**Task:** Nothing in the records should be left out; transcribe them exactly.

━━ Data supplied ━━

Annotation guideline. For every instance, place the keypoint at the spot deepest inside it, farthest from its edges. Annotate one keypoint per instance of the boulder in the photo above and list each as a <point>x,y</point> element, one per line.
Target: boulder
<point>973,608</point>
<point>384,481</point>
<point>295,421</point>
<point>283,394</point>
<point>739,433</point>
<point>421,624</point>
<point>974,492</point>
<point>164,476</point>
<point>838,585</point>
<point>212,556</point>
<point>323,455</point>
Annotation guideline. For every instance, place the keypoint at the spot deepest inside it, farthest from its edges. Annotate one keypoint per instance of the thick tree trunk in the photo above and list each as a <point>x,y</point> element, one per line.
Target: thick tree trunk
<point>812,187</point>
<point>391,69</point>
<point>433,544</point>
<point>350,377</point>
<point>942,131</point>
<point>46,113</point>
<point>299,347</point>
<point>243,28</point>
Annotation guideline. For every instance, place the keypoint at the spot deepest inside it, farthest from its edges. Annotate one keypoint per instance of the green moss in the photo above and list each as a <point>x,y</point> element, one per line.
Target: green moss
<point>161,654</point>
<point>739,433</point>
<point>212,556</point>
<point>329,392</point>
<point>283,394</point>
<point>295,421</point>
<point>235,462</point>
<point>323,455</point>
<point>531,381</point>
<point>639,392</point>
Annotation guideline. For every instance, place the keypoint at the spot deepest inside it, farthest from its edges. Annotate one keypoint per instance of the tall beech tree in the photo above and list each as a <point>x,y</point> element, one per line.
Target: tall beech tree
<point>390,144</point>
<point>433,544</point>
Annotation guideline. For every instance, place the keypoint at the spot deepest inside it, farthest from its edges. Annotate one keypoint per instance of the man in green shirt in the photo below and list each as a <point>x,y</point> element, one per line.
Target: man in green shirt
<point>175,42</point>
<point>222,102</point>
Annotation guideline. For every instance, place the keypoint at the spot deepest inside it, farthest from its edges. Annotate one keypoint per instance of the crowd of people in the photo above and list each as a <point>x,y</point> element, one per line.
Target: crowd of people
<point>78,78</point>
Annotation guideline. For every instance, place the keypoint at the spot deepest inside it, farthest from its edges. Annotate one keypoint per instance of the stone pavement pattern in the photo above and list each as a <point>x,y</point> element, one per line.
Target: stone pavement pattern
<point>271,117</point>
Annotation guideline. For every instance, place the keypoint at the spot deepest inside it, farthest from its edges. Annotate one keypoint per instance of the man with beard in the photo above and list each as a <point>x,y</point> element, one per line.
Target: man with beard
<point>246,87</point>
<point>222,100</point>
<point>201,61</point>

━━━

**Task answer:**
Annotation guideline. For every instance, place the keypoint at the spot deepest inside it, farthest from its edges. Annotate one keypoint per instance of the boulder in the photo above and list each as a <point>x,y</point> element, one per line.
Target: boulder
<point>973,608</point>
<point>384,481</point>
<point>295,421</point>
<point>283,394</point>
<point>739,433</point>
<point>421,624</point>
<point>974,492</point>
<point>164,476</point>
<point>838,585</point>
<point>212,556</point>
<point>323,455</point>
Annotation guideline. For every instance, place the keypoint at the spot deepest inside it, farthest from its edges. Annotate one keypoint per instance of the thick tree trunk in the photo above and list each as a <point>x,y</point> element, one per line.
Target: thick tree trunk
<point>812,187</point>
<point>391,69</point>
<point>433,544</point>
<point>350,377</point>
<point>942,131</point>
<point>46,113</point>
<point>299,347</point>
<point>243,28</point>
Annotation guideline. For every instance, place the keypoint at the spot deepest inside it, farthest from its edges. Annotate one keypoint per instance of the green moss in the photo above and list each as a <point>x,y</point> element, one per line.
Target: green moss
<point>161,654</point>
<point>739,433</point>
<point>212,556</point>
<point>329,392</point>
<point>283,394</point>
<point>295,421</point>
<point>235,462</point>
<point>323,455</point>
<point>531,381</point>
<point>639,392</point>
Annotation guideline. For every instance, place the keypoint at the spot deepest inside it, farthest from its edges. Annotate one keypoint per instance of the tall beech tree in the photo above and list each as a <point>x,y</point> element, one per line.
Target: tall beech tree
<point>390,144</point>
<point>433,544</point>
Annotation guideline. For every instance, place the keypoint at the spot deepest inside it, farthest from its edges. Annotate one keypoint per instance of the man in green shirt in the photo below and list each as a <point>x,y</point> element, one per line.
Target: man in green shirt
<point>175,42</point>
<point>222,102</point>
Annotation guideline. For every instance, place the keypoint at the spot deepest inside it, farthest from its edges. Annotate one keypoint per instance of the crowd of people in the photo above and list each as a <point>x,y</point> element, one per line.
Target: crowd of people
<point>78,78</point>
Annotation guideline. For every instance, place the keypoint at the spot deepest inside it, farthest from its edges. Annotate one keypoint per instance of the stone pavement pattern in the photo above and list each as a <point>x,y</point> element, one per line.
Target: stone pavement pattern
<point>271,117</point>
Annotation guideline. For every instance, place the keypoint at the spot deepest inside it, farthest from its edges. Annotate one keypoint per instance of the man with beard in the photo above and list each as a <point>x,y</point> element, one per line.
Target: man with beard
<point>246,87</point>
<point>222,100</point>
<point>201,61</point>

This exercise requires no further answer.